*** Opening of DATA SHOWN ***

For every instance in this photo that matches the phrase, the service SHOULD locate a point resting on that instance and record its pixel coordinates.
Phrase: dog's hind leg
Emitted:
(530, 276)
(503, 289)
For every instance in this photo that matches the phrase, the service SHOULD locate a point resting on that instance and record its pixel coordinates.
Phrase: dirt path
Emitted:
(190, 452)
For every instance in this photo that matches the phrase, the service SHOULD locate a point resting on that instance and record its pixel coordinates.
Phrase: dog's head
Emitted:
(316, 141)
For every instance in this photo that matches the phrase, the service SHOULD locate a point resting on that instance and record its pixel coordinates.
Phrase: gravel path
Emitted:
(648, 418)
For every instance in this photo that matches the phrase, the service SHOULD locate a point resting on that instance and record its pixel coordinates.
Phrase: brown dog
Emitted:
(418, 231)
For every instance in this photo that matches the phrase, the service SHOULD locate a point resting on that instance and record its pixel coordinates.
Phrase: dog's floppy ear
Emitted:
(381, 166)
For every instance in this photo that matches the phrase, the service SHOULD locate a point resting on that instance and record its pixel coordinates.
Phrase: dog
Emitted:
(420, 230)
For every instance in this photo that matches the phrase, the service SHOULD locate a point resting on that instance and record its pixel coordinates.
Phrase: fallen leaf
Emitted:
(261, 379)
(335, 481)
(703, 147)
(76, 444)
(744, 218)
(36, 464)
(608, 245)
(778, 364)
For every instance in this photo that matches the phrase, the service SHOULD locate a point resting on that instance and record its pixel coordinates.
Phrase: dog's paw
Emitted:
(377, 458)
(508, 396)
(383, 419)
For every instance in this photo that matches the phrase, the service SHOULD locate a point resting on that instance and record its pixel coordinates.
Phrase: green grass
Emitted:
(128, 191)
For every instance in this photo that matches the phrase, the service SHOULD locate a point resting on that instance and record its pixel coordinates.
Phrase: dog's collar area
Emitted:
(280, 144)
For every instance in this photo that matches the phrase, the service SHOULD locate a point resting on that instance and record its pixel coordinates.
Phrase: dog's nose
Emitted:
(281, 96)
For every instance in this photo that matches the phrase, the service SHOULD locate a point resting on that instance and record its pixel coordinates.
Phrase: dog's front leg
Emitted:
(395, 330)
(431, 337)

*** Close of DATA SHOWN ***

• **EXERCISE DESCRIPTION**: Tell how many lines of the data above hold the string "path". The number alone is the answer.

• **WRITTEN ANSWER**: 2